▶ _Exercise description_
Reproduce the whole listing, character for character.

(Items from a data source)
===
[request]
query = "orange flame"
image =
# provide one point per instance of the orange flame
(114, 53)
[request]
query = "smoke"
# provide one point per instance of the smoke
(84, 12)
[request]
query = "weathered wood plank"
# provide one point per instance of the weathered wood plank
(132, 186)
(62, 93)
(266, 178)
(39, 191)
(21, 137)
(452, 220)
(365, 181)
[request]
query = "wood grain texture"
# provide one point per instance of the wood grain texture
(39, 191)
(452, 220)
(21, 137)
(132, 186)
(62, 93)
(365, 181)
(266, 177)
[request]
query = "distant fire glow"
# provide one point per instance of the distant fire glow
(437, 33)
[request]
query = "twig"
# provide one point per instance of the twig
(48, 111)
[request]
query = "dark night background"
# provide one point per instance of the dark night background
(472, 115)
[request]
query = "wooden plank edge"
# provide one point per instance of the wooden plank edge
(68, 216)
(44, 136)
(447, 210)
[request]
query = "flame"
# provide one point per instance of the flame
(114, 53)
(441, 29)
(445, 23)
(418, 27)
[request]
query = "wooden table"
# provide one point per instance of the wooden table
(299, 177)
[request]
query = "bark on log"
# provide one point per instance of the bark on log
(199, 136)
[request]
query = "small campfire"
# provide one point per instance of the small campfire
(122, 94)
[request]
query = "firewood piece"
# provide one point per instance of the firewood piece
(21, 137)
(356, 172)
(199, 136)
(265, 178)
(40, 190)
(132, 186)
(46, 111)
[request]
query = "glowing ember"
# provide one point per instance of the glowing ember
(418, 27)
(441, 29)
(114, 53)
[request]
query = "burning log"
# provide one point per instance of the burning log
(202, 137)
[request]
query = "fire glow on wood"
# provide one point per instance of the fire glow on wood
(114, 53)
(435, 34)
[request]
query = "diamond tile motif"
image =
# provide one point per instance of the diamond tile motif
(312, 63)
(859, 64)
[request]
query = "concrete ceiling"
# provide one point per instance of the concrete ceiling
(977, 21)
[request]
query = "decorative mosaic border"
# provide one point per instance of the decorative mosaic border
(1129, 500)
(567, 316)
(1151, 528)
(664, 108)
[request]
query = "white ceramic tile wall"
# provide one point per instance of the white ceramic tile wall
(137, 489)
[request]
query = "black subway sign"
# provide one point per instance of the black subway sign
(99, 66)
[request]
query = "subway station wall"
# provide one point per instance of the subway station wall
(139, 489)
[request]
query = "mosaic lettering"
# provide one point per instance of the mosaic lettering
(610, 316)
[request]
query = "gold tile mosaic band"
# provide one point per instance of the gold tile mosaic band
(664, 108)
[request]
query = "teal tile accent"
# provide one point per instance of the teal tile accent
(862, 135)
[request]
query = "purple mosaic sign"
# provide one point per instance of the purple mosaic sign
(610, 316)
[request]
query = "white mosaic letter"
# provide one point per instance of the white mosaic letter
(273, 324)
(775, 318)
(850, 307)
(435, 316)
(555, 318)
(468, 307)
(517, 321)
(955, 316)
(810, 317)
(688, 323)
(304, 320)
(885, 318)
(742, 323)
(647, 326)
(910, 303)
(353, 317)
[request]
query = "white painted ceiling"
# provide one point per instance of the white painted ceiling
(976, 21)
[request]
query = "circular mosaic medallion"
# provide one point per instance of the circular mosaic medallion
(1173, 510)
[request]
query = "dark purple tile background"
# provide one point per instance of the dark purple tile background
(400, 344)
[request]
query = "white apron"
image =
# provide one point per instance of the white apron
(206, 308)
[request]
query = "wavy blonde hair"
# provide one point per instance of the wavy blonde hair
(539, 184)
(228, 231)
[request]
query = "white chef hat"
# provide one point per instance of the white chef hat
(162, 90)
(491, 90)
===
▶ _Task response_
[request]
query = "orange flame"
image =
# provide one point per instance of the orange flame
(114, 53)
[request]
query = "smoke"
# provide one point per instance of the smoke
(84, 12)
[request]
query = "weathered wood plank"
# provide one point per instance of the weathered wood plank
(132, 186)
(62, 93)
(266, 178)
(39, 191)
(21, 137)
(452, 220)
(365, 181)
[request]
query = "wood grain texture"
# provide one point per instance of the wood grain texture
(39, 191)
(452, 220)
(21, 137)
(132, 186)
(62, 93)
(365, 181)
(266, 177)
[request]
query = "distant fire glow"
# provide one point per instance of the distant fire glow
(437, 33)
[request]
query = "twig"
# provide one point per instance of the twig
(48, 111)
[request]
query = "dark night background"
# provide one point per instance of the dark night background
(472, 115)
[request]
query = "wooden plank edge"
# provide one point per instance of the wooden plank edge
(68, 216)
(44, 136)
(447, 210)
[request]
query = "flame"
# provide one point per instance of the flame
(114, 53)
(441, 29)
(445, 23)
(418, 27)
[request]
query = "wooden table"
# provide one point per instance of the wooden table
(299, 177)
[request]
query = "bark on log"
# provide one point per instance of the bark on log
(199, 136)
[request]
query = "small campfire"
# provide one point per instance of the small campfire
(122, 94)
[request]
query = "firewood piece"
# provide one point per instance of the firewood piece
(21, 137)
(356, 172)
(199, 136)
(265, 178)
(40, 190)
(132, 186)
(46, 111)
[request]
query = "glowing ember"
# provide one point per instance of the glowing ember
(418, 27)
(441, 29)
(114, 53)
[request]
query = "burning log"
# provide one point per instance of the burning log
(202, 137)
[request]
query = "fire glow on wood"
# provide one point per instance of the fire glow on wood
(114, 53)
(435, 34)
[request]
query = "diamond tile motif"
image =
# provide one point per instance of the diamond tile motif
(312, 63)
(859, 64)
[request]
query = "concrete ceiling"
# provide one point per instance of the concrete ceiling
(977, 21)
[request]
query = "decorative mosaic border"
# provide one point per instance of the decorative mosaic border
(1129, 500)
(567, 316)
(1151, 528)
(664, 108)
[request]
query = "white ceramic tile wall"
# provide one point per instance of the white ceramic tile wall
(137, 489)
[request]
query = "black subway sign"
# provide one point per instance of the black subway sign
(99, 66)
[request]
query = "subway station wall"
# provide one point per instance of the subway station wall
(139, 489)
[request]
query = "mosaic lettering"
# provide one point per instance of the mosaic lettering
(610, 316)
[request]
query = "gold tile mosaic band"
# provide one point per instance of the gold tile mosaic band
(664, 108)
[request]
query = "teal tile accent"
# provide one point per instance of the teal tile accent
(862, 135)
[request]
query = "purple mosaic sign"
# provide one point per instance of the purple mosaic sign
(610, 316)
[request]
query = "white mosaic letter"
# provide one point per instance of the white mosaic letter
(273, 324)
(775, 318)
(850, 307)
(435, 316)
(555, 318)
(468, 307)
(517, 321)
(955, 316)
(810, 317)
(688, 323)
(304, 320)
(885, 318)
(742, 323)
(647, 326)
(910, 303)
(353, 317)
[request]
query = "white painted ceiling"
# provide one point per instance of the white painted ceiling
(976, 21)
[request]
query = "circular mosaic medallion"
# provide one point per instance of the circular mosaic medallion
(1173, 510)
[request]
query = "dark purple tile background"
# provide one point per instance of the dark purple tile background
(400, 344)
[request]
query = "white apron"
image =
# provide one point per instance of the white apron
(206, 308)
[request]
query = "wavy blonde hair"
# provide one point per instance of the wavy blonde hair
(539, 184)
(228, 231)
[request]
query = "white chef hat"
# provide one point per instance of the white chef hat
(162, 90)
(491, 90)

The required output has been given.